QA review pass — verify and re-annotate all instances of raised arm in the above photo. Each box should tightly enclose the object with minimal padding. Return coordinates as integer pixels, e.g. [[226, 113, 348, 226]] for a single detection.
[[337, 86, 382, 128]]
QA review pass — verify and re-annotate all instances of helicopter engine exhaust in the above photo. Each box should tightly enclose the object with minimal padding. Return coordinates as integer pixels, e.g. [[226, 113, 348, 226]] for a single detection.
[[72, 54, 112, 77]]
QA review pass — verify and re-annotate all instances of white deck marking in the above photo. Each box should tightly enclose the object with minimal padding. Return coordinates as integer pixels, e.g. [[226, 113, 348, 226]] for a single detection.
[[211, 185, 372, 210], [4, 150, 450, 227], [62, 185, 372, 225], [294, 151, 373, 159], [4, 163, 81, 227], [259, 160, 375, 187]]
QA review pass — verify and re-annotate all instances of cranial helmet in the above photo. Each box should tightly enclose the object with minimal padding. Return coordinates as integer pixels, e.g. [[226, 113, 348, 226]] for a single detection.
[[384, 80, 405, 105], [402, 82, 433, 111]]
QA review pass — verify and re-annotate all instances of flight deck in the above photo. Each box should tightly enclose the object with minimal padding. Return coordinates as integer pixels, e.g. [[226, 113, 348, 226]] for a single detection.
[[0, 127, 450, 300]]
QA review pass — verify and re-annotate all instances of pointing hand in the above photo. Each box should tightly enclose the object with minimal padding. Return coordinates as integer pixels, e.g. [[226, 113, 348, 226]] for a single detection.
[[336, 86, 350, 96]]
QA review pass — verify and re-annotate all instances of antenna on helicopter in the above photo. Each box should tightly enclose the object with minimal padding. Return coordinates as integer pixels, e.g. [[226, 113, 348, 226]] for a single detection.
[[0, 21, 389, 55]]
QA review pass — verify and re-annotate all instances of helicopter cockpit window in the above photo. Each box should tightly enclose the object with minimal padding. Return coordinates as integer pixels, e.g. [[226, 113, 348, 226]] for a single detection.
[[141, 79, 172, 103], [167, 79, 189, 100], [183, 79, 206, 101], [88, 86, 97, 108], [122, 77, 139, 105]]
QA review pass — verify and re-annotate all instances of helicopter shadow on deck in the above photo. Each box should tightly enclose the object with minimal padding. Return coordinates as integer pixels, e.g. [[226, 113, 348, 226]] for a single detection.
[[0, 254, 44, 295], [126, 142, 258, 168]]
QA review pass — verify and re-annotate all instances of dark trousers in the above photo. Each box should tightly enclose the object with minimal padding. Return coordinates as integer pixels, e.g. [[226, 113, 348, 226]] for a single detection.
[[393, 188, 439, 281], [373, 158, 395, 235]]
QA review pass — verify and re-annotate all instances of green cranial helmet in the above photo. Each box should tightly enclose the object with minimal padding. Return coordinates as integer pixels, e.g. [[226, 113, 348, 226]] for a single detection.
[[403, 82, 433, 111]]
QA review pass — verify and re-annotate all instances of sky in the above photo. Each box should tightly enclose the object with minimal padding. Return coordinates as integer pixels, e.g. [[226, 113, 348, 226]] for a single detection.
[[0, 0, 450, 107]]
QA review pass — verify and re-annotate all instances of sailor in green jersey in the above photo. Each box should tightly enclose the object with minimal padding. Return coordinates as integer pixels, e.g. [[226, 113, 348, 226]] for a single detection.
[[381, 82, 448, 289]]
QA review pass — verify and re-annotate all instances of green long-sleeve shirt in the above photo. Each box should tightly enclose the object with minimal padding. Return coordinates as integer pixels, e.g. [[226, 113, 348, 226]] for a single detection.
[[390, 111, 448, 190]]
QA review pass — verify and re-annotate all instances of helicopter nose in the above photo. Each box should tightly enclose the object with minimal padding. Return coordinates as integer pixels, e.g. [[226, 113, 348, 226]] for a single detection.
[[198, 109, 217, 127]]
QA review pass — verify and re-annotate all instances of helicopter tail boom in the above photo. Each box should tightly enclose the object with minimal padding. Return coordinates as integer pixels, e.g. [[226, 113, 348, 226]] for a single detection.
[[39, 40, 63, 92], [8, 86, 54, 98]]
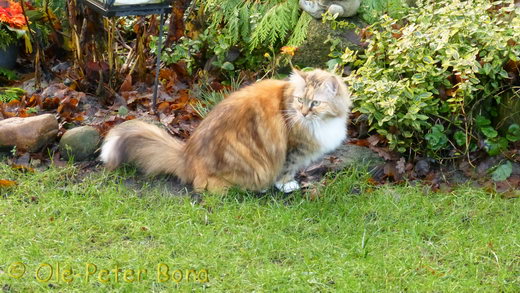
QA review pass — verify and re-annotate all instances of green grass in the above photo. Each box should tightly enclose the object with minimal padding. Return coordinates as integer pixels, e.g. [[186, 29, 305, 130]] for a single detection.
[[0, 163, 520, 292]]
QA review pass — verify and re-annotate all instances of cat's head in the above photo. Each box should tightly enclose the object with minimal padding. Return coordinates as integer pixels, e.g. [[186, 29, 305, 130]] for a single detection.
[[287, 69, 352, 121]]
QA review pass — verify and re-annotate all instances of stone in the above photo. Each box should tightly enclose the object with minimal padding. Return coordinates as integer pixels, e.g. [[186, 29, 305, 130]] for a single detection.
[[305, 144, 385, 175], [0, 114, 58, 152], [496, 89, 520, 134], [299, 0, 361, 19], [325, 144, 385, 171], [59, 126, 101, 161], [292, 17, 365, 68]]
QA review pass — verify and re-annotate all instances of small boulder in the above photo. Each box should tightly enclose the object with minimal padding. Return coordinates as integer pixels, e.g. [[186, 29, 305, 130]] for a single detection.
[[292, 17, 366, 68], [60, 126, 101, 161], [0, 114, 58, 152], [304, 144, 385, 181], [325, 144, 385, 171]]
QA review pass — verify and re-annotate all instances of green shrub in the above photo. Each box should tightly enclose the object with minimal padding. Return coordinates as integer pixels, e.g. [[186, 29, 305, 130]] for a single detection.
[[342, 0, 520, 156], [162, 0, 311, 72], [359, 0, 408, 23]]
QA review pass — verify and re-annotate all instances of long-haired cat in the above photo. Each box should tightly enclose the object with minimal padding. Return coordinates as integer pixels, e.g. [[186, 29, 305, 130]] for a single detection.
[[100, 69, 351, 192]]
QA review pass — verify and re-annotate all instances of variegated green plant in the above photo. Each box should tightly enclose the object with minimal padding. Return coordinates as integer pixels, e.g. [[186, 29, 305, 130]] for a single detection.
[[342, 0, 520, 155]]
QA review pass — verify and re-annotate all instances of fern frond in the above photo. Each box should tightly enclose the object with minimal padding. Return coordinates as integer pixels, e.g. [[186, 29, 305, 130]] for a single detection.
[[287, 13, 312, 47], [249, 0, 300, 50]]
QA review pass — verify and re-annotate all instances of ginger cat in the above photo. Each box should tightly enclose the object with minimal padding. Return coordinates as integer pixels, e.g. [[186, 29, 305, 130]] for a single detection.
[[100, 69, 351, 192]]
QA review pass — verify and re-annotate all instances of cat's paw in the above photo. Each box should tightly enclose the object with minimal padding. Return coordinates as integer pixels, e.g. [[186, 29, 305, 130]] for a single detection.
[[274, 180, 300, 193], [328, 4, 345, 16]]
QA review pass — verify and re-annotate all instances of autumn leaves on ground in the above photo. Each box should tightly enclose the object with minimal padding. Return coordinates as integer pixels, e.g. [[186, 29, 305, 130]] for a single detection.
[[0, 0, 520, 292]]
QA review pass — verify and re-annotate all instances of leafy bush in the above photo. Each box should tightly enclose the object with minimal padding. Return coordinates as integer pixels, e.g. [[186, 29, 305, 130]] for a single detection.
[[342, 0, 520, 156], [162, 0, 311, 71], [359, 0, 408, 23]]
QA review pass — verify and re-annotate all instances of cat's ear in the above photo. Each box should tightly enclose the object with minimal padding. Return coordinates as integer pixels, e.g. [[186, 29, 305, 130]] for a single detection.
[[289, 68, 305, 88], [322, 76, 339, 97]]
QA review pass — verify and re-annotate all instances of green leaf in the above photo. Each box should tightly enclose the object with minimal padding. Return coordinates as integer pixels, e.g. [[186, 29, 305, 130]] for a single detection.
[[475, 116, 491, 127], [484, 137, 508, 156], [491, 161, 513, 181], [506, 123, 520, 142], [424, 124, 448, 151], [453, 130, 466, 146], [423, 56, 435, 64], [221, 61, 235, 71], [480, 126, 498, 138]]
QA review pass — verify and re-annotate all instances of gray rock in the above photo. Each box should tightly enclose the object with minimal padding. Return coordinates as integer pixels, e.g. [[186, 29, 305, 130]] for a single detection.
[[496, 89, 520, 134], [0, 114, 58, 152], [292, 17, 365, 68], [22, 78, 49, 96], [299, 0, 361, 19], [327, 144, 385, 171], [306, 144, 385, 173], [60, 126, 101, 161]]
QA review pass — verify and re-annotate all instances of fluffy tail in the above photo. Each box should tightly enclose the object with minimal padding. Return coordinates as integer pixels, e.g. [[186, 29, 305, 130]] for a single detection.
[[100, 120, 184, 179]]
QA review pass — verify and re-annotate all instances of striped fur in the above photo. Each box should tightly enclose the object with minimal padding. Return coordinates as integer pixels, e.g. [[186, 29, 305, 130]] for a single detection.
[[100, 70, 350, 192]]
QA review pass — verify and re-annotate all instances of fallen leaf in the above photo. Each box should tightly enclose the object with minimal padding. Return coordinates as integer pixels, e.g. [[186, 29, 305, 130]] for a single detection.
[[119, 74, 132, 93]]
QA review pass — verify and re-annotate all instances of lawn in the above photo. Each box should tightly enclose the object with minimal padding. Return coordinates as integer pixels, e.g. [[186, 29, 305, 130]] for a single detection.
[[0, 163, 520, 292]]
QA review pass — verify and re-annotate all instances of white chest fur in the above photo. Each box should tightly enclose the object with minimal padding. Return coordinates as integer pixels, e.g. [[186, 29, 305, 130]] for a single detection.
[[313, 118, 347, 156]]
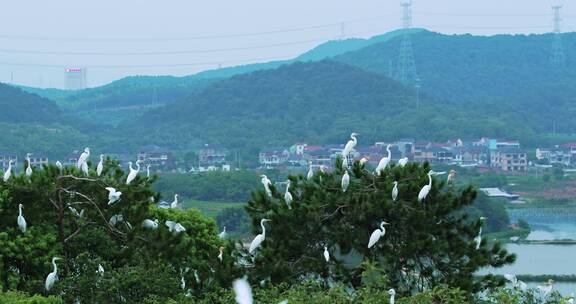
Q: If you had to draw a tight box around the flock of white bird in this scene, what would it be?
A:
[3,148,186,291]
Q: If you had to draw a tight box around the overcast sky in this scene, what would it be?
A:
[0,0,576,87]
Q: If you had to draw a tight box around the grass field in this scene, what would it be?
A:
[184,200,244,218]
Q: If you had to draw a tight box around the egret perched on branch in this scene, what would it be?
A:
[392,181,398,202]
[342,170,350,192]
[96,154,104,176]
[248,219,271,254]
[260,174,272,197]
[376,145,392,175]
[76,148,90,169]
[26,153,32,177]
[126,160,140,185]
[170,194,178,209]
[284,180,292,209]
[342,133,360,158]
[18,204,26,233]
[368,221,388,249]
[45,257,60,291]
[388,288,396,304]
[232,277,254,304]
[105,187,122,205]
[4,160,13,182]
[418,170,434,202]
[142,219,158,230]
[218,226,226,239]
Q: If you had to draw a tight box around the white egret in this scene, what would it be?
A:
[76,147,90,169]
[45,257,60,291]
[126,160,140,185]
[142,219,158,230]
[342,170,350,192]
[218,226,226,239]
[388,288,396,304]
[96,154,104,176]
[170,194,178,209]
[398,157,408,167]
[18,204,26,233]
[248,219,271,254]
[26,153,32,177]
[260,174,272,197]
[342,133,360,159]
[218,247,224,262]
[232,277,254,304]
[368,221,388,249]
[376,145,392,175]
[324,246,330,263]
[392,181,398,202]
[105,187,122,205]
[306,162,314,180]
[418,170,434,202]
[4,160,13,182]
[284,180,292,209]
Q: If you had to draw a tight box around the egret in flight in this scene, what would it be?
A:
[142,219,158,230]
[284,180,292,209]
[170,194,178,209]
[96,154,104,176]
[260,174,272,197]
[418,170,434,202]
[368,221,388,249]
[342,170,350,192]
[388,288,396,304]
[126,160,140,185]
[26,153,32,177]
[392,181,398,202]
[4,160,13,182]
[248,219,270,254]
[106,187,122,205]
[76,148,90,169]
[18,204,26,233]
[376,145,392,175]
[45,257,60,291]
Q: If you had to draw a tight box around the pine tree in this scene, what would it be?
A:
[246,160,515,292]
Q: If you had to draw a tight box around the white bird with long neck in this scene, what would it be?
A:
[26,153,32,177]
[284,180,293,209]
[44,257,60,291]
[76,147,90,169]
[170,194,178,209]
[392,181,398,202]
[248,219,270,254]
[18,204,26,233]
[96,154,104,176]
[4,159,13,182]
[388,288,396,304]
[368,221,388,249]
[260,174,272,197]
[418,170,434,202]
[376,145,392,175]
[341,170,350,192]
[342,133,360,158]
[126,160,140,185]
[105,187,122,205]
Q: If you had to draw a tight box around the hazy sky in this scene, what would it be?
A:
[0,0,576,87]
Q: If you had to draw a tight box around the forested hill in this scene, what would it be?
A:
[118,61,522,149]
[0,83,61,123]
[335,32,576,133]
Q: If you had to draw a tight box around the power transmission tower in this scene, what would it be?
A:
[550,5,566,67]
[396,0,418,85]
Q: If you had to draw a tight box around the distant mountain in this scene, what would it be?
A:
[117,61,522,150]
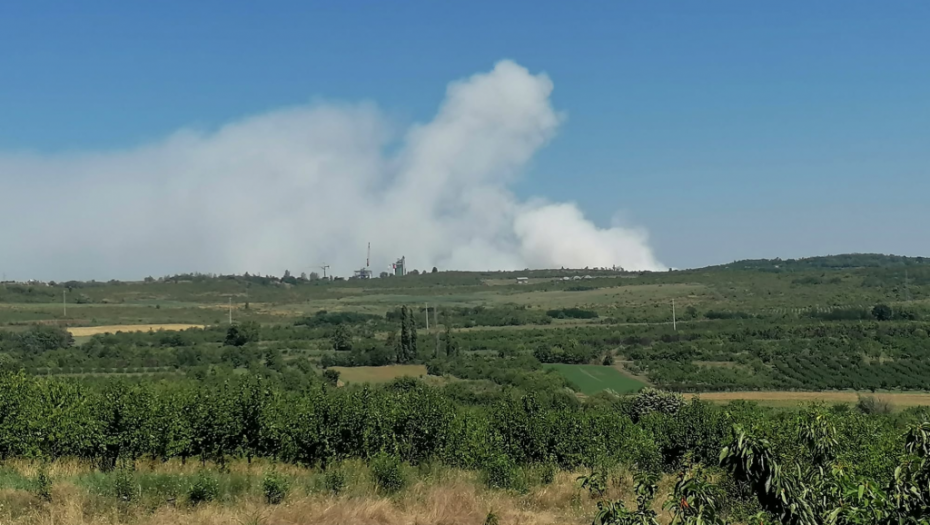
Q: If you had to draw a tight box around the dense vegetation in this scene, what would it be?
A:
[0,374,930,525]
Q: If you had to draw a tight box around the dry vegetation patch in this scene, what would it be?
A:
[68,324,204,337]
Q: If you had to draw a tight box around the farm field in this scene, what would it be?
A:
[546,364,646,395]
[331,365,426,383]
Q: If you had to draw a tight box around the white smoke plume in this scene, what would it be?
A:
[0,61,663,280]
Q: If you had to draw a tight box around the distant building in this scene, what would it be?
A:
[393,256,407,277]
[352,268,371,279]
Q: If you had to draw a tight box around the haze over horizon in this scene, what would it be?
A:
[0,1,930,280]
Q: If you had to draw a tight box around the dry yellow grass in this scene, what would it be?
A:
[0,461,674,525]
[331,365,426,383]
[685,392,930,407]
[68,324,203,337]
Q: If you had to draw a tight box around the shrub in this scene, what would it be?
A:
[482,454,524,490]
[262,471,290,505]
[539,461,558,485]
[187,472,220,505]
[371,452,407,494]
[856,396,894,414]
[323,467,347,494]
[323,370,339,386]
[33,462,52,502]
[630,388,685,421]
[113,462,139,502]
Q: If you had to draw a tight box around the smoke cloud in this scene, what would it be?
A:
[0,61,663,280]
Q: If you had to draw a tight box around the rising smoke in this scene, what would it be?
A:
[0,61,662,280]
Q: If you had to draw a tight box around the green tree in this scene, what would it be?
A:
[225,321,261,346]
[872,304,894,321]
[323,368,339,386]
[397,305,417,363]
[332,323,352,352]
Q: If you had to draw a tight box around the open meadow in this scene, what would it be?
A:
[0,256,930,525]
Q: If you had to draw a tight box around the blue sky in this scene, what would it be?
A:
[0,0,930,267]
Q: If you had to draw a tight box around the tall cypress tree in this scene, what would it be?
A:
[407,311,419,362]
[397,305,410,363]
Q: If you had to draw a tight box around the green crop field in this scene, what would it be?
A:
[546,364,646,395]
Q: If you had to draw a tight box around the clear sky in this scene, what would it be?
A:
[0,0,930,278]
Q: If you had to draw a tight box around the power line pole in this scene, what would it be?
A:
[433,308,439,357]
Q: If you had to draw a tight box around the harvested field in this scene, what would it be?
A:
[68,324,203,337]
[545,364,646,395]
[685,391,930,407]
[331,365,426,383]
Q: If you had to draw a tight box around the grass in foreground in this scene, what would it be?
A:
[0,461,652,525]
[545,364,646,395]
[684,391,930,408]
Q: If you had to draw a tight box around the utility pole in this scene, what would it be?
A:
[433,308,439,357]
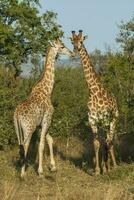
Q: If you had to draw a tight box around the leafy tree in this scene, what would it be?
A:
[0,0,62,76]
[117,16,134,64]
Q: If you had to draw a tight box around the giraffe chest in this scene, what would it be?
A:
[17,94,51,126]
[87,96,115,125]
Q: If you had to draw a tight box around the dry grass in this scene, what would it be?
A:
[0,139,134,200]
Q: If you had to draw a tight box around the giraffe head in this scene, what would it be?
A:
[50,38,74,56]
[70,30,87,52]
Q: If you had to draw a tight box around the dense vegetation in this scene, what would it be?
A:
[0,0,134,149]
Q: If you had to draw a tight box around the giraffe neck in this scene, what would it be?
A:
[39,47,58,95]
[79,45,100,92]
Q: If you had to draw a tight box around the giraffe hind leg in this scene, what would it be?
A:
[46,133,56,172]
[38,109,53,176]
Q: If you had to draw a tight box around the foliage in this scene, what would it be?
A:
[0,0,62,76]
[117,16,134,61]
[0,8,134,148]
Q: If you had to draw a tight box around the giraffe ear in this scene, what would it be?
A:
[48,40,55,47]
[67,37,73,41]
[83,35,88,40]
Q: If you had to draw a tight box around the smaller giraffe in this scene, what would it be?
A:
[14,39,74,177]
[70,30,118,174]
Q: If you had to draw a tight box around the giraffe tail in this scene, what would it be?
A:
[14,115,25,165]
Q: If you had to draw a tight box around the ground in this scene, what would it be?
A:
[0,138,134,200]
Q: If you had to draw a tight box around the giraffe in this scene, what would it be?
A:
[70,30,118,175]
[14,39,74,177]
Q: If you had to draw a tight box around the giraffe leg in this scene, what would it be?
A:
[107,120,117,167]
[38,124,47,175]
[46,133,56,171]
[94,139,100,175]
[38,110,53,175]
[91,125,100,175]
[21,134,31,178]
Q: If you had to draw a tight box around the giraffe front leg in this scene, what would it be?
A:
[107,120,117,168]
[21,134,31,178]
[46,133,56,172]
[38,109,53,176]
[94,138,100,175]
[38,127,47,176]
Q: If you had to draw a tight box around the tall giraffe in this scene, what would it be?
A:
[70,30,118,175]
[14,39,73,177]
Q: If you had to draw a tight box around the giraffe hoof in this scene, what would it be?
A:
[95,169,100,176]
[38,173,44,178]
[49,166,57,172]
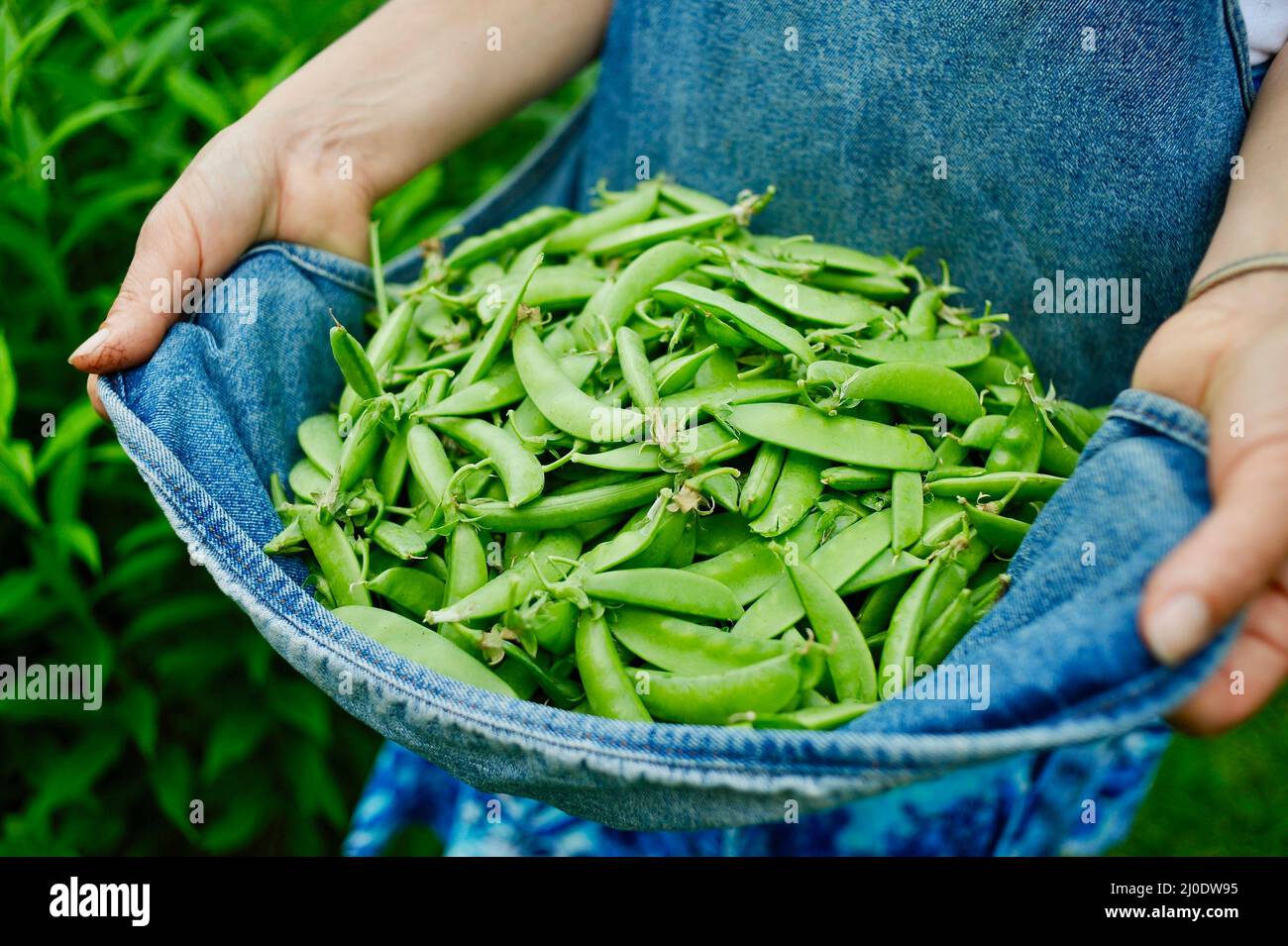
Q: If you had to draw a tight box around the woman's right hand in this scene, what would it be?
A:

◆ WHAT IS REQUIRED: Please retype the lines starting with the line containing "QA review pass — verify and re-annotate all instances of flight" and going on through the line containing "[[0, 127, 450, 300]]", copying both of those lines and everything between them exactly.

◆ ANSWER TO THIS EXERCISE:
QA review pass — verify and re-annotate all instances of flight deck in the above photo. Each box should tightly enclose the object with minimal padding. Return coordinates as integer pixels, e.g. [[226, 113, 348, 226]] for a single detection.
[[0, 127, 450, 300]]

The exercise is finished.